TASK DESCRIPTION: From the first line to the last, repeat the data exactly and drop the pictures.

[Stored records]
----------------
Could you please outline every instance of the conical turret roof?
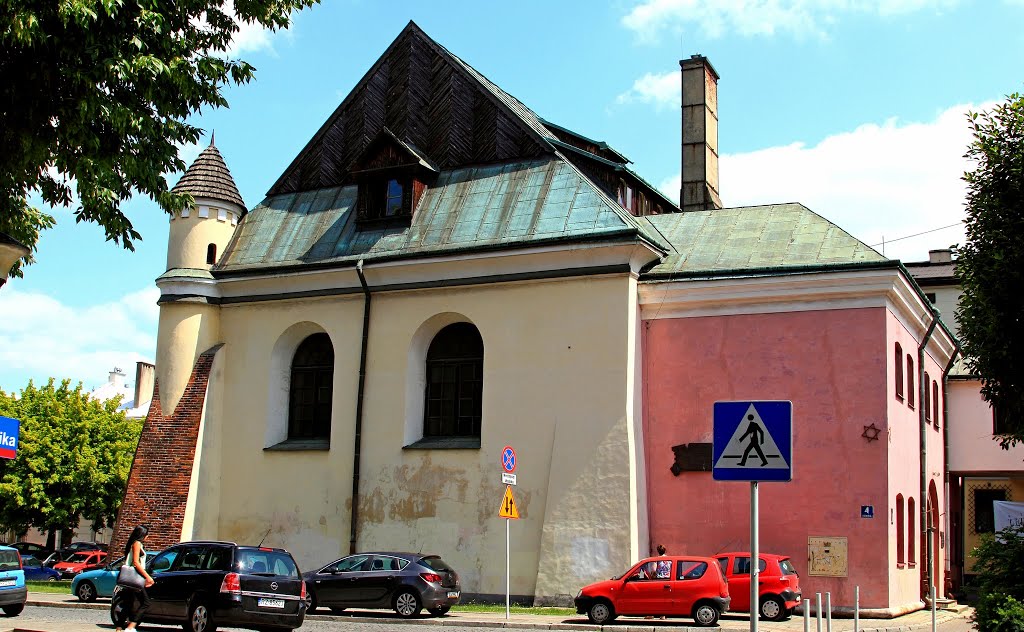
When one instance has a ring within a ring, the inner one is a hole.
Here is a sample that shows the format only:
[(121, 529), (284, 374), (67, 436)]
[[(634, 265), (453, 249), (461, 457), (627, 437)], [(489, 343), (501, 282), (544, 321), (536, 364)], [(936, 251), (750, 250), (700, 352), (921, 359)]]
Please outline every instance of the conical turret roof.
[(171, 189), (174, 193), (191, 193), (192, 197), (206, 197), (234, 202), (245, 210), (245, 202), (238, 193), (227, 163), (210, 139), (204, 149)]

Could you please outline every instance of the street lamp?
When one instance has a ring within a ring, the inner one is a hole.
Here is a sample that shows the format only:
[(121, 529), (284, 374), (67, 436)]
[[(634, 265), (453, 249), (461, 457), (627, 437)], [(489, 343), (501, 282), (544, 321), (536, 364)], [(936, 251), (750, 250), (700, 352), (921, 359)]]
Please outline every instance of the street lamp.
[(18, 240), (6, 233), (0, 233), (0, 286), (7, 282), (7, 275), (18, 259), (28, 256), (30, 252)]

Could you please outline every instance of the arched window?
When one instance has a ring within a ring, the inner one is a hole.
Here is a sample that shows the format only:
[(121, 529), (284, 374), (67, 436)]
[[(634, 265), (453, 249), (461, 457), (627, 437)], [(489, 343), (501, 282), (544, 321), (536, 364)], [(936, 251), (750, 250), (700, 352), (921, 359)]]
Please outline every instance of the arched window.
[(217, 263), (217, 244), (210, 244), (206, 247), (206, 263), (211, 266)]
[(932, 419), (935, 421), (935, 427), (939, 427), (939, 383), (932, 381)]
[(903, 347), (896, 343), (896, 361), (893, 362), (896, 370), (896, 397), (903, 401)]
[(924, 407), (924, 418), (926, 421), (931, 421), (932, 419), (932, 397), (928, 390), (931, 385), (931, 381), (932, 378), (928, 377), (928, 372), (925, 371), (924, 382), (922, 382), (924, 385), (924, 401), (921, 402), (921, 406)]
[(914, 407), (914, 358), (907, 354), (907, 406)]
[(914, 497), (911, 496), (907, 498), (907, 563), (911, 565), (917, 562), (917, 547), (914, 546), (917, 542), (917, 530), (914, 529), (915, 510)]
[[(901, 357), (900, 360), (903, 360)], [(906, 535), (904, 532), (903, 494), (896, 494), (896, 563), (906, 563)]]
[(424, 437), (479, 437), (484, 341), (470, 323), (448, 325), (427, 350)]
[(334, 345), (327, 334), (313, 334), (292, 358), (289, 439), (330, 439), (333, 391)]

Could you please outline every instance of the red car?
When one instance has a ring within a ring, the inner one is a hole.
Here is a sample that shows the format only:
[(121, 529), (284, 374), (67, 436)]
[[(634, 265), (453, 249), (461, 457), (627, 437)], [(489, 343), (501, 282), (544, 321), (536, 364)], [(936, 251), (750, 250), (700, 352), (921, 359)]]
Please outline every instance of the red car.
[(53, 565), (53, 570), (60, 571), (62, 579), (70, 579), (75, 575), (103, 566), (107, 559), (105, 551), (79, 551), (63, 562)]
[(576, 595), (576, 612), (602, 625), (619, 615), (692, 617), (697, 625), (718, 623), (729, 610), (729, 585), (714, 558), (649, 557)]
[[(719, 553), (715, 556), (729, 582), (732, 609), (750, 612), (750, 553)], [(758, 578), (761, 618), (782, 621), (800, 605), (800, 576), (788, 556), (761, 553)]]

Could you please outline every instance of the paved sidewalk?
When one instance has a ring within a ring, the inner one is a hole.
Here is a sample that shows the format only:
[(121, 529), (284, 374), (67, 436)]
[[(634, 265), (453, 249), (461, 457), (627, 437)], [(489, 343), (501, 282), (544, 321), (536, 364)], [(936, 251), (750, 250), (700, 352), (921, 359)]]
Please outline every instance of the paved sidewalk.
[[(95, 603), (87, 604), (78, 601), (72, 595), (37, 593), (30, 592), (27, 606), (49, 606), (55, 608), (95, 608), (107, 610), (110, 608), (110, 600), (103, 599)], [(973, 613), (971, 609), (963, 612), (938, 611), (936, 621), (942, 623), (957, 619), (967, 619)], [(395, 619), (382, 611), (353, 612), (341, 616), (316, 614), (307, 617), (307, 621), (350, 621), (366, 623), (386, 623), (390, 625), (401, 625), (403, 621)], [(635, 619), (622, 617), (611, 625), (601, 628), (592, 625), (583, 615), (560, 617), (552, 615), (513, 614), (506, 621), (505, 613), (483, 613), (483, 612), (451, 612), (443, 618), (416, 619), (412, 623), (423, 625), (436, 625), (438, 627), (490, 627), (490, 628), (514, 628), (519, 630), (610, 630), (614, 632), (690, 632), (707, 630), (749, 630), (750, 620), (748, 615), (728, 614), (719, 621), (718, 628), (698, 628), (693, 626), (690, 619)], [(910, 632), (912, 630), (927, 631), (931, 629), (931, 612), (920, 610), (896, 619), (861, 619), (860, 632)], [(794, 616), (788, 621), (779, 623), (760, 622), (759, 632), (802, 632), (804, 619), (802, 616)], [(817, 631), (817, 619), (811, 618), (810, 630)], [(826, 622), (822, 622), (822, 631), (827, 630)], [(0, 632), (97, 632), (96, 624), (45, 624), (28, 623), (18, 625), (18, 618), (0, 619)], [(854, 622), (852, 619), (833, 619), (832, 632), (852, 632)]]

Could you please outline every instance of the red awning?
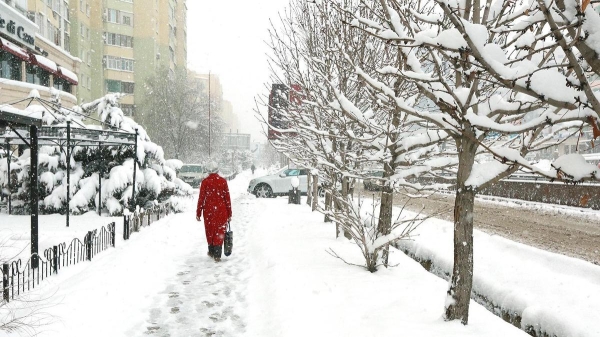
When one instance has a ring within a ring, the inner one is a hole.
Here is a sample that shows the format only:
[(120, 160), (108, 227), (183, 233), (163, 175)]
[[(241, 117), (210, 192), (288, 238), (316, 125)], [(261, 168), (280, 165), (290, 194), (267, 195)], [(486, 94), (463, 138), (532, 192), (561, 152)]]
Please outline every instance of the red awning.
----------------
RESULT:
Could you please outline every instance of the conical turret roof?
When one instance has a ring within a ring, the inner one is a hole.
Here is a sample that shows the format only:
[(121, 529), (284, 374), (67, 436)]
[[(634, 265), (453, 249), (461, 457), (627, 437)], [(489, 343), (501, 282), (544, 321), (536, 364)], [(936, 251), (750, 250), (700, 352), (921, 359)]]
Please outline every instance of the conical turret roof.
[(171, 189), (174, 193), (191, 193), (192, 197), (206, 197), (234, 202), (245, 210), (245, 202), (238, 193), (227, 163), (210, 139), (204, 149)]

Could you please outline every instance of the street lamp?
When one instance has a ring within a ring, the inner one is a hole.
Here is a sample that shows the format only:
[(121, 529), (284, 374), (67, 436)]
[[(634, 265), (453, 249), (461, 457), (627, 437)], [(489, 343), (501, 282), (544, 321), (536, 364)], [(936, 251), (750, 250), (700, 352), (921, 359)]]
Please outline every instance of the street lamp.
[(18, 240), (6, 233), (0, 233), (0, 286), (7, 282), (7, 275), (18, 259), (28, 256), (30, 252)]

Could you please outline every instance of the arched window?
When one instance has a ring within a ring, the inner one is a hole.
Here is a sample that shows the format only:
[(121, 529), (284, 374), (67, 436)]
[[(634, 265), (453, 249), (461, 457), (627, 437)], [(489, 343), (501, 282), (544, 321), (536, 364)], [(936, 251), (750, 250), (700, 352), (921, 359)]]
Please outline every instance of the arched window.
[(217, 263), (217, 244), (210, 244), (206, 247), (206, 263), (211, 266)]
[(932, 419), (935, 421), (935, 427), (939, 427), (939, 383), (932, 381)]
[(903, 347), (896, 343), (896, 361), (893, 362), (896, 370), (896, 397), (903, 401)]
[(924, 407), (924, 418), (926, 421), (931, 421), (932, 419), (932, 397), (928, 390), (931, 385), (931, 381), (932, 378), (928, 377), (928, 372), (925, 371), (924, 382), (922, 382), (924, 385), (924, 401), (921, 402), (921, 406)]
[(914, 407), (914, 358), (907, 354), (907, 406)]
[(914, 497), (911, 496), (907, 498), (907, 563), (911, 565), (917, 562), (917, 547), (914, 546), (917, 542), (917, 530), (914, 529), (915, 510)]
[[(901, 357), (900, 360), (903, 360)], [(906, 535), (904, 532), (903, 494), (896, 494), (896, 563), (906, 563)]]
[(424, 437), (479, 437), (484, 341), (470, 323), (448, 325), (427, 350)]
[(334, 345), (327, 334), (313, 334), (292, 358), (289, 439), (330, 439), (333, 391)]

Could you please outline every instance of the red car?
When one instance has a ring within a ring, the inner one is a hole.
Here is a sample that shows the format only:
[(121, 529), (284, 374), (67, 436)]
[[(634, 265), (453, 249), (461, 457), (627, 437)], [(489, 343), (501, 282), (544, 321), (536, 364)], [(936, 251), (750, 250), (700, 352), (921, 359)]]
Please outline every instance of the red car.
[(53, 565), (53, 570), (60, 571), (62, 579), (70, 579), (75, 575), (103, 566), (107, 559), (105, 551), (79, 551), (63, 562)]
[(576, 595), (576, 612), (602, 625), (619, 615), (692, 617), (697, 625), (718, 623), (729, 610), (729, 585), (714, 558), (649, 557)]
[[(719, 553), (715, 556), (729, 582), (732, 609), (750, 612), (750, 553)], [(758, 578), (761, 618), (782, 621), (800, 605), (800, 576), (788, 556), (761, 553)]]

Could you please outline every instance of the paved sidewalk?
When one instance has a ring within a ring, the inner one is a hole.
Here is a sample that shows the format only:
[(121, 529), (284, 374), (67, 436)]
[[(634, 265), (453, 249), (461, 457), (627, 437)], [(489, 343), (501, 282), (544, 321), (536, 364)], [(936, 251), (750, 250), (700, 352), (921, 359)]]
Please outline every instance of the paved sidewalk.
[[(95, 603), (87, 604), (78, 601), (72, 595), (37, 593), (30, 592), (27, 606), (49, 606), (55, 608), (95, 608), (107, 610), (110, 608), (110, 600), (103, 599)], [(973, 613), (971, 609), (963, 612), (938, 611), (936, 621), (942, 623), (957, 619), (967, 619)], [(395, 619), (382, 611), (353, 612), (341, 616), (316, 614), (307, 617), (307, 621), (350, 621), (366, 623), (386, 623), (390, 625), (401, 625), (403, 621)], [(635, 619), (622, 617), (611, 625), (601, 628), (592, 625), (583, 615), (560, 617), (552, 615), (513, 614), (506, 621), (505, 613), (483, 613), (483, 612), (451, 612), (443, 618), (416, 619), (412, 623), (423, 625), (436, 625), (438, 627), (490, 627), (490, 628), (514, 628), (519, 630), (610, 630), (614, 632), (690, 632), (707, 630), (749, 630), (750, 620), (748, 615), (728, 614), (719, 621), (718, 628), (698, 628), (693, 626), (690, 619)], [(910, 632), (912, 630), (927, 631), (931, 629), (931, 612), (920, 610), (896, 619), (861, 619), (860, 632)], [(794, 616), (788, 621), (779, 623), (760, 622), (759, 632), (802, 632), (804, 619), (802, 616)], [(817, 631), (817, 619), (811, 618), (810, 630)], [(826, 622), (822, 622), (822, 631), (827, 630)], [(0, 632), (97, 632), (96, 624), (45, 624), (28, 623), (18, 625), (18, 618), (0, 619)], [(854, 622), (852, 619), (833, 619), (832, 632), (852, 632)]]

Could you please outline every instance of the red awning?
When one instance has a ring within a ring, the inner one is a hole.
Here is a sample that shows the format only:
[(120, 160), (108, 227), (183, 233), (163, 175)]
[[(241, 117), (210, 192), (288, 238), (316, 125)], [(261, 168), (280, 165), (290, 194), (267, 195)], [(486, 94), (463, 138), (532, 192), (561, 152)]]
Please outline every instance of the red awning.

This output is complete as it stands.